### [Work instruction]
Nothing but the lines from the one containing "For each instance of the blue" to the end of the records below should be output, each exactly as written.

### [Material for this exercise]
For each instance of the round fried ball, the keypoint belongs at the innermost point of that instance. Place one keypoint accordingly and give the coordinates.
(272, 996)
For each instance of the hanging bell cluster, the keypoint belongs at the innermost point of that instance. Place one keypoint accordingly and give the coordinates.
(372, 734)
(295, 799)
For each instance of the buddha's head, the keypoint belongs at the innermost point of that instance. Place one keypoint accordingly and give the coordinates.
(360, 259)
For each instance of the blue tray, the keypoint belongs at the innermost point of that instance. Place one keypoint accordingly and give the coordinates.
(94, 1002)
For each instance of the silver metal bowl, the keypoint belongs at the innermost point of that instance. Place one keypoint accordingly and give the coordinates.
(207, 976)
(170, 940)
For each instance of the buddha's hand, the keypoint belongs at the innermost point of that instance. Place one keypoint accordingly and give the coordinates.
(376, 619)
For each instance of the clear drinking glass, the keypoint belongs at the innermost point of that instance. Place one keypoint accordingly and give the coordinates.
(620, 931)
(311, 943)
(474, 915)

### [Exercise solution]
For each instance of the blue tray, the keypoint belongs at the innermost point of that instance. Place one keypoint accordingly and give the coordinates.
(94, 1002)
For each instance of the silver metal bowl, the keypoint belongs at the innermost point of that instance. Place one keypoint accordingly and give the coordinates.
(207, 976)
(170, 940)
For each instance of the buddha's hand, the keypoint belongs at the innermost point of that instance. Place one keypoint accordingly and give the coordinates.
(376, 619)
For each instance of the clear drinking glass, the keypoint belongs at the innermost point of that instance. Place one keypoint accordingly and give the coordinates.
(620, 931)
(311, 943)
(474, 915)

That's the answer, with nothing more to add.